Object location entries for images:
--*--
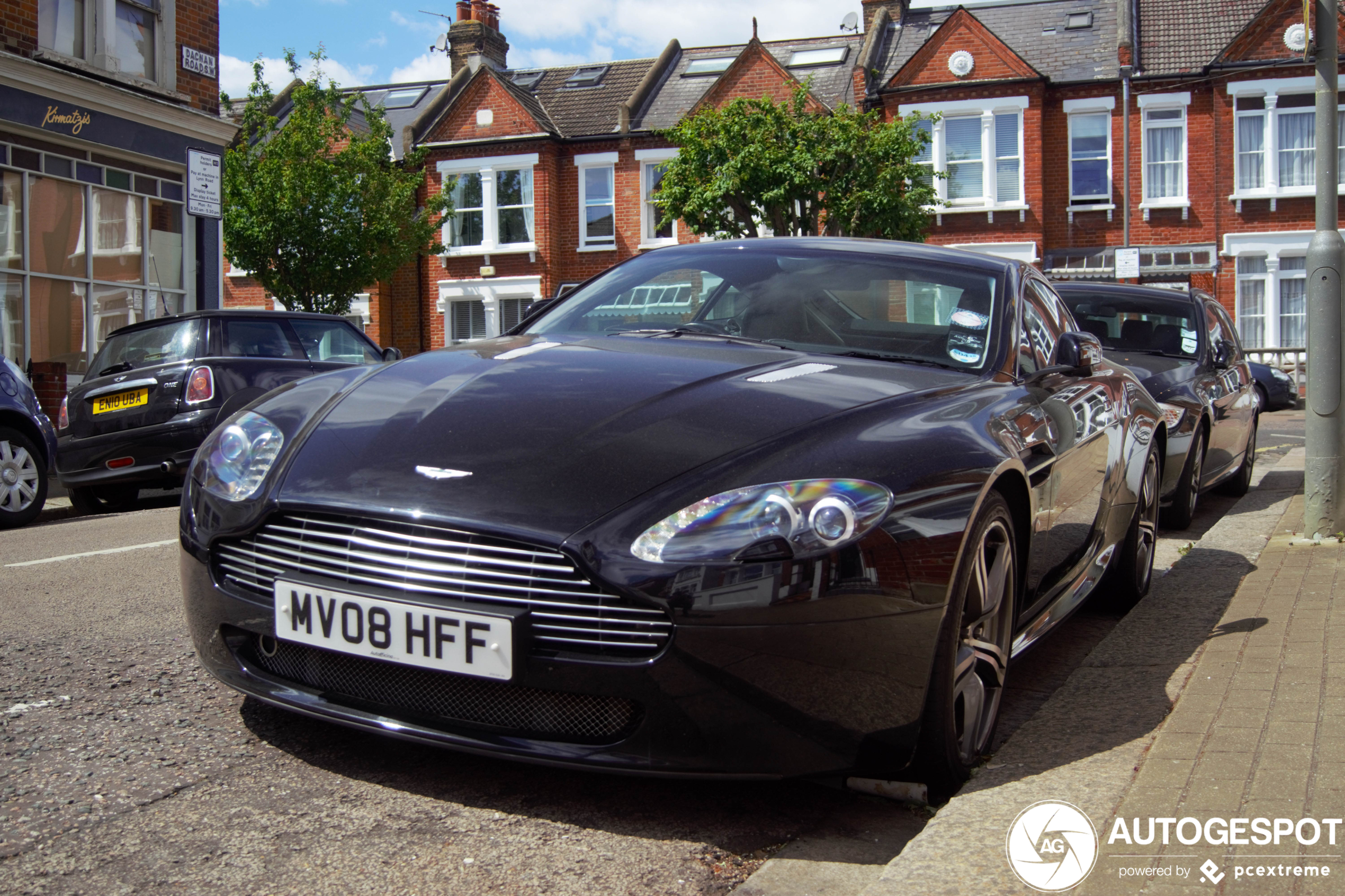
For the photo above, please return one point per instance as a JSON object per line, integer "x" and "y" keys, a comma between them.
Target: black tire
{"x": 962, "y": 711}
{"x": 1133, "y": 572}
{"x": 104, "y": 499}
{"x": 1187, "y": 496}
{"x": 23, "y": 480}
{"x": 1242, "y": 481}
--*--
▶ Objective: Render every row above as a two-column CSV with the headers text and answer. Put one CSV line per row, quote each field, replace line breaks with spaces, and leave out the pictures.

▶ Solved problem:
text,answer
"For the photo above, please return one point per instance as a JSON object per line, integer ""x"" and ""y"" keys, a comma between them. Target: black tire","{""x"": 962, ""y"": 711} {""x"": 1133, ""y"": 572} {""x"": 104, ""y"": 499} {""x"": 1187, ""y"": 496} {""x"": 23, ""y"": 480} {""x"": 1242, ""y"": 481}"